Exercise prompt: Starting at the line that contains "One marker per instance of the door" and ending at the line that contains "[(132, 62)]", write those lines of the material out again, swapping "side mirror" for "wing mirror" and leaving everything else as it is.

[A block of data]
......

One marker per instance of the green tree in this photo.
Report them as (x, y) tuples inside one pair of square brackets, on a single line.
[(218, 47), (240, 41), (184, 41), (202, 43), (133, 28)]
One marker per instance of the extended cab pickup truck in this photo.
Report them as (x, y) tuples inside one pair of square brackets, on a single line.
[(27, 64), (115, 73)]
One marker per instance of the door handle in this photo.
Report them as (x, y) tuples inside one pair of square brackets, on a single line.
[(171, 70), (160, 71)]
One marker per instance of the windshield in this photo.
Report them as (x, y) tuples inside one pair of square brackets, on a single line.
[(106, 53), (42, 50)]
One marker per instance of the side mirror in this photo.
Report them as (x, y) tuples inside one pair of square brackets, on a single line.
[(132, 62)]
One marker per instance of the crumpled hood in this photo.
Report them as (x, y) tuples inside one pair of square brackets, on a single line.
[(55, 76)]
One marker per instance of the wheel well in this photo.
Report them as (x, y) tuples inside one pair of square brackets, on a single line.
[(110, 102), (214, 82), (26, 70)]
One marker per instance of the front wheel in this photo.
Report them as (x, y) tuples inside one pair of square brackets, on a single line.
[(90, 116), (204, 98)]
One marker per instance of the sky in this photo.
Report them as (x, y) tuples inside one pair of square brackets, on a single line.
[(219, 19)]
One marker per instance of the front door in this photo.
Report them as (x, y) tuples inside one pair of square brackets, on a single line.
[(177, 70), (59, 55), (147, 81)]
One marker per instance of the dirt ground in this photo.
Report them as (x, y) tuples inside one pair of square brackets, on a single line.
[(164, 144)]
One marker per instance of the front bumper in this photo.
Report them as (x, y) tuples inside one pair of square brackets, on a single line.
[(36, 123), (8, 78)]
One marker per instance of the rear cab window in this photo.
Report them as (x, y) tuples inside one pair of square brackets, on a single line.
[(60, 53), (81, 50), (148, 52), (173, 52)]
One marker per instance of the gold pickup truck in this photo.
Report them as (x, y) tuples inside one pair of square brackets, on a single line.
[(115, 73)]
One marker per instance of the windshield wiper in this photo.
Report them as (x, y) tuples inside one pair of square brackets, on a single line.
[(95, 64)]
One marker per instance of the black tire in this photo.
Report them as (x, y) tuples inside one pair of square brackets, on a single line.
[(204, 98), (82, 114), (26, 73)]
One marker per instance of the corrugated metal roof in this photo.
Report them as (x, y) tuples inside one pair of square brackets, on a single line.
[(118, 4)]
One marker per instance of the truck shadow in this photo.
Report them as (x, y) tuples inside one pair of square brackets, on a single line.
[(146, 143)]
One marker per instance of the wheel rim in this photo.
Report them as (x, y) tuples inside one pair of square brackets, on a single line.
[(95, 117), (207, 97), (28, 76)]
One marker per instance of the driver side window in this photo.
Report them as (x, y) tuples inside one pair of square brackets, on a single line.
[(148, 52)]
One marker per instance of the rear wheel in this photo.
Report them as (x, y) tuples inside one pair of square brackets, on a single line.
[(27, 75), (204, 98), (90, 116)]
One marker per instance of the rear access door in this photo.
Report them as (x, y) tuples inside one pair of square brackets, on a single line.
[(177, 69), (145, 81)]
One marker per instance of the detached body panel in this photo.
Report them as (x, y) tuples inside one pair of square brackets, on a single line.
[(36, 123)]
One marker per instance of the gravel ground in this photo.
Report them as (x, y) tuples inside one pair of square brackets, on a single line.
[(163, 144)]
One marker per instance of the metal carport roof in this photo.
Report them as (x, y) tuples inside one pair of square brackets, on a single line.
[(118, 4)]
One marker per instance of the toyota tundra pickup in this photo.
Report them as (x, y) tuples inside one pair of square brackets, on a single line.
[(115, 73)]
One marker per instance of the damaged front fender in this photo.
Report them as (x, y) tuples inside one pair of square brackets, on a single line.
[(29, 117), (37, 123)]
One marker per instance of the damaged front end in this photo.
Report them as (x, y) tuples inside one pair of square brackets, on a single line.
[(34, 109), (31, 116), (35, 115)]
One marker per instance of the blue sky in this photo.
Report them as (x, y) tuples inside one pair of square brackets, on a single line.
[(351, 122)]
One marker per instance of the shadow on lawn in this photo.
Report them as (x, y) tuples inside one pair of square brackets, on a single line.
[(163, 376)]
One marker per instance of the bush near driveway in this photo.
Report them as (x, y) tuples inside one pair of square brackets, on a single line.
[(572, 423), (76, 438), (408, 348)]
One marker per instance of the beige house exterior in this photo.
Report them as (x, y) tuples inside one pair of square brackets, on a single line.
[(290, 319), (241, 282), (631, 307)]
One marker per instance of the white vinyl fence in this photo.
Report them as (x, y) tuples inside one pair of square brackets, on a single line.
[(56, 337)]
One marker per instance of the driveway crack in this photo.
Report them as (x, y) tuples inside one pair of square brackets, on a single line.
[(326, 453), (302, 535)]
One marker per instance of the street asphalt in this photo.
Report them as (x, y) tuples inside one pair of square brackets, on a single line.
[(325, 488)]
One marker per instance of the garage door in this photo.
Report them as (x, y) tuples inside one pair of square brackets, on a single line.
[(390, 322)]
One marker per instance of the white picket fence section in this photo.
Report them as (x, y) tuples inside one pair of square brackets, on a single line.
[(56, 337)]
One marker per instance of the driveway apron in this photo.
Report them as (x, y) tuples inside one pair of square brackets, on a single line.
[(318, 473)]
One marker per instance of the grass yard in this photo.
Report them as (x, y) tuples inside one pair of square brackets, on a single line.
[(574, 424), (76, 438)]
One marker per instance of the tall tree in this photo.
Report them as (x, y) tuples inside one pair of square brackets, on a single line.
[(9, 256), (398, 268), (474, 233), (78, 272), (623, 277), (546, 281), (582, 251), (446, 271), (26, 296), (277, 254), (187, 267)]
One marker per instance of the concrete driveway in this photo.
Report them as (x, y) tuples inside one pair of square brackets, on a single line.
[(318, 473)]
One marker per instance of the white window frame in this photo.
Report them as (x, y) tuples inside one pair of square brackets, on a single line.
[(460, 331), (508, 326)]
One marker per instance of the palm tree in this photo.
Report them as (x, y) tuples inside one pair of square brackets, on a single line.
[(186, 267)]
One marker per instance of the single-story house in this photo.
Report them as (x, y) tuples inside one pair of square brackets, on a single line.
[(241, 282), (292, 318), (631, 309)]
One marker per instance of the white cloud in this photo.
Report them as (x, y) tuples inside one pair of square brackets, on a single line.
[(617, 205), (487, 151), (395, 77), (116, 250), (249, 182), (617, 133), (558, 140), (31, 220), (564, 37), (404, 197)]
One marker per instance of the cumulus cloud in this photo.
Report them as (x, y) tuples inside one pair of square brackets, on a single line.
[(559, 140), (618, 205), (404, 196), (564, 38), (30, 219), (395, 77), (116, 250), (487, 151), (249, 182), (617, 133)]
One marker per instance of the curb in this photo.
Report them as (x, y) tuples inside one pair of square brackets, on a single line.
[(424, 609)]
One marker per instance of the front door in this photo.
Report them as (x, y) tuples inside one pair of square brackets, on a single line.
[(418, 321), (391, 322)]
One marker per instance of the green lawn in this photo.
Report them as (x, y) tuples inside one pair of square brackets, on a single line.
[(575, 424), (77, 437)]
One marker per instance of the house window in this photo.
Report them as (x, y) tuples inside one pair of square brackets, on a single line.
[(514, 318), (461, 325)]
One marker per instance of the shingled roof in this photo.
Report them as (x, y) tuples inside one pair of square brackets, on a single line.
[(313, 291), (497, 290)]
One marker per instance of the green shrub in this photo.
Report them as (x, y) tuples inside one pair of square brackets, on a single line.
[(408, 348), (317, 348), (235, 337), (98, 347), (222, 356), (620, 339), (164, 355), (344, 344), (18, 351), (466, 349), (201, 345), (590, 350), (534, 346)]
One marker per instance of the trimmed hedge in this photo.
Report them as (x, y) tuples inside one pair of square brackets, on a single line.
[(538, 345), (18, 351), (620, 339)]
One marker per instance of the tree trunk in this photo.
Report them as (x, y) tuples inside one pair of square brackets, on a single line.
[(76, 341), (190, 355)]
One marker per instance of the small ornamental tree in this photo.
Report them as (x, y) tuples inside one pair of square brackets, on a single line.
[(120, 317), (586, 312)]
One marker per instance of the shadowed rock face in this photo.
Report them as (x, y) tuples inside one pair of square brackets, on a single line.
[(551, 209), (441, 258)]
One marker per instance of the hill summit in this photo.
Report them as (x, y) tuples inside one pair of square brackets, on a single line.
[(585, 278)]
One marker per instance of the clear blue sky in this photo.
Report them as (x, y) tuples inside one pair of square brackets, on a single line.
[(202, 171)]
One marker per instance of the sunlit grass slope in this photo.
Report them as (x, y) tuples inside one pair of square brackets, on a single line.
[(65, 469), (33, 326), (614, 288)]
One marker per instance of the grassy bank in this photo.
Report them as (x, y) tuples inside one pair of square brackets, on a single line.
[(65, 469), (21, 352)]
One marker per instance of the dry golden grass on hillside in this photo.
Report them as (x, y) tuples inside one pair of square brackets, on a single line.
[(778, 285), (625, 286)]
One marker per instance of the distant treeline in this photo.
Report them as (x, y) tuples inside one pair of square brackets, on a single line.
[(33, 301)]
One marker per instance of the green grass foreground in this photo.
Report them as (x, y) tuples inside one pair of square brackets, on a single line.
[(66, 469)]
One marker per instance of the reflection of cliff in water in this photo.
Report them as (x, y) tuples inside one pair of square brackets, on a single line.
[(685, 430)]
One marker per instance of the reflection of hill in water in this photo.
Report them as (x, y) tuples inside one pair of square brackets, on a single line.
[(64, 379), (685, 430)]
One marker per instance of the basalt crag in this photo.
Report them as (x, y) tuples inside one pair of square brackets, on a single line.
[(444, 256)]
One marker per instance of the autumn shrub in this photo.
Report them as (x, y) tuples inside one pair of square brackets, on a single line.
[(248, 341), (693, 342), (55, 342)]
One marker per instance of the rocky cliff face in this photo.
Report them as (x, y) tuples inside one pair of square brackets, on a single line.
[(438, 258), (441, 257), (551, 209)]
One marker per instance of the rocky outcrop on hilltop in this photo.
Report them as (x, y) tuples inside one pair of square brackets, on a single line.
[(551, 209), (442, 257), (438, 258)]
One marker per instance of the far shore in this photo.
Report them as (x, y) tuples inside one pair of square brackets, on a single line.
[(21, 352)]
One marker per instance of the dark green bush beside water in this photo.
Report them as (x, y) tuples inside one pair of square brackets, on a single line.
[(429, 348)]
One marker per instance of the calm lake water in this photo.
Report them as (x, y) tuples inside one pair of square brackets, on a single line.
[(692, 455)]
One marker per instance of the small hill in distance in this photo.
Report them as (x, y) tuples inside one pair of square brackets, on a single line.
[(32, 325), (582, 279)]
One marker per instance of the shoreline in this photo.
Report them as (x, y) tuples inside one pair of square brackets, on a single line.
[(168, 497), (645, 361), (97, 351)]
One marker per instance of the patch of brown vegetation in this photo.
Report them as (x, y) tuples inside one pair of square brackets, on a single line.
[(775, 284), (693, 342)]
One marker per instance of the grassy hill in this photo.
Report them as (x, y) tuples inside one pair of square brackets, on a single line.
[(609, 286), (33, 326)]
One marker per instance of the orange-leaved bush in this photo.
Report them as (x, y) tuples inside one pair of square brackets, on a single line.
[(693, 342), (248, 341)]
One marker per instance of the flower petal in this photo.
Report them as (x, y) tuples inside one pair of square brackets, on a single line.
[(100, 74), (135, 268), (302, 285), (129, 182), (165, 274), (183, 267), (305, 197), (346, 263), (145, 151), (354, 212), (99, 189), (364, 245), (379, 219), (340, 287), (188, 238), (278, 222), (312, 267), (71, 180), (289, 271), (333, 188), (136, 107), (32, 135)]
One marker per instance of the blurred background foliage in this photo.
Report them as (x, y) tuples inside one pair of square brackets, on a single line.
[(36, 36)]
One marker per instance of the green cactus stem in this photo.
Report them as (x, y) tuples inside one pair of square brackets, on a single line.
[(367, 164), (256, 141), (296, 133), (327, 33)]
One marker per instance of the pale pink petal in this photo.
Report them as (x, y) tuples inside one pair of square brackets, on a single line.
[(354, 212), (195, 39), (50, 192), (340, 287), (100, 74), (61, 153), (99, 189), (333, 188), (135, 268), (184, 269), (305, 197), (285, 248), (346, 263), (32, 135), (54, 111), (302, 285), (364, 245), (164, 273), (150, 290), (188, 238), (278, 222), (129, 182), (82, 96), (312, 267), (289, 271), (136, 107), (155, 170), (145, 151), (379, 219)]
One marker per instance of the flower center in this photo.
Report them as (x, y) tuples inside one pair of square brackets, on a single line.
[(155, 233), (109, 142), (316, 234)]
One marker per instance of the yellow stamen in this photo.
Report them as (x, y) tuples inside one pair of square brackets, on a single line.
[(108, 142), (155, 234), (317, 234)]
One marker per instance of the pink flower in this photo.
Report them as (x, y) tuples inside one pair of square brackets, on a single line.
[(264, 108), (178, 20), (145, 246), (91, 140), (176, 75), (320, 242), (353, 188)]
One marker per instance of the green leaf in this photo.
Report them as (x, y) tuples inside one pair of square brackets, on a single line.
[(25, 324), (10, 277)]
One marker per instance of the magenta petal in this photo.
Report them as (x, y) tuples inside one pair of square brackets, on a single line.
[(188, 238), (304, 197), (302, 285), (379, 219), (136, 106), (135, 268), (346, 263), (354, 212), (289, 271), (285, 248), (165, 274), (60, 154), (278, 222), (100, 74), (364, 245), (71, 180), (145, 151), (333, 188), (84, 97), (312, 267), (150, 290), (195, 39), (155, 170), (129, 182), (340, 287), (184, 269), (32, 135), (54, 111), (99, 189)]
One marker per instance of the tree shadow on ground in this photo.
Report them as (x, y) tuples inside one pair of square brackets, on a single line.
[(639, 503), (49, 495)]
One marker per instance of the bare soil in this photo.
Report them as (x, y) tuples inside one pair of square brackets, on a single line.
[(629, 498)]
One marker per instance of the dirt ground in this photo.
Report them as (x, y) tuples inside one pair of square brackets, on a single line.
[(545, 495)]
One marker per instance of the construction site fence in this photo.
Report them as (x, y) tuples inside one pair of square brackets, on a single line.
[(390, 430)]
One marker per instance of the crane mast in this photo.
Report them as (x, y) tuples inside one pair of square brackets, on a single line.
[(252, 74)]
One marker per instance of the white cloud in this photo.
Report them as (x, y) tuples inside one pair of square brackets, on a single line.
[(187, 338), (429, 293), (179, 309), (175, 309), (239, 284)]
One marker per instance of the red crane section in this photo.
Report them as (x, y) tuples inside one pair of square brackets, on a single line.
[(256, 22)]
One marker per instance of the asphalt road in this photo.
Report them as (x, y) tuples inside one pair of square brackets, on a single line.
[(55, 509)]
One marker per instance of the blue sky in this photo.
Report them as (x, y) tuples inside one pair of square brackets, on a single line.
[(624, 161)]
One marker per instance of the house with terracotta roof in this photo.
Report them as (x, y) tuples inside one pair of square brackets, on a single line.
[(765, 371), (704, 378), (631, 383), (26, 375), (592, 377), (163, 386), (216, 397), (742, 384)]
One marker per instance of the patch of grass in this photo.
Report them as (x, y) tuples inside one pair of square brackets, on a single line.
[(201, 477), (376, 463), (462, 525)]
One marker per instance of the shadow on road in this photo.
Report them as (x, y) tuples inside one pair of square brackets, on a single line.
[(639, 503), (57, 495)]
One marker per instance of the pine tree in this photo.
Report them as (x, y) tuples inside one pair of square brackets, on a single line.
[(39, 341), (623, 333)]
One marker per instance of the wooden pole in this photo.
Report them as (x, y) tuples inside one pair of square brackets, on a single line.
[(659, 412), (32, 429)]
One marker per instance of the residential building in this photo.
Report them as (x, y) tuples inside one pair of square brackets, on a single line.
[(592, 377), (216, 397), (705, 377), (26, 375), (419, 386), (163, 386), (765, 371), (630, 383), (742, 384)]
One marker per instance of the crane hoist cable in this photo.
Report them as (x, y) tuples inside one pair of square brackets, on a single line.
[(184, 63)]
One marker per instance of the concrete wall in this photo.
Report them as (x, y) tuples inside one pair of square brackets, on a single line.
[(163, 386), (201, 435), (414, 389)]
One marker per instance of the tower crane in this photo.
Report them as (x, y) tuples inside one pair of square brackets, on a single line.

......

Solution to the exercise:
One marker per instance of the door handle in this photo.
Report them as (x, y) tuples inside one pair of square brackets, on a single line.
[(171, 70), (160, 71)]
One marker per instance of the windshield in this photo.
Report them as (x, y) tuples inside one pair of square brackets, on a single line.
[(106, 53), (42, 50)]
One marker per instance of the wing mirror in this photo.
Report them as (x, y) tuples inside one pair of square brackets, on a single line.
[(132, 62)]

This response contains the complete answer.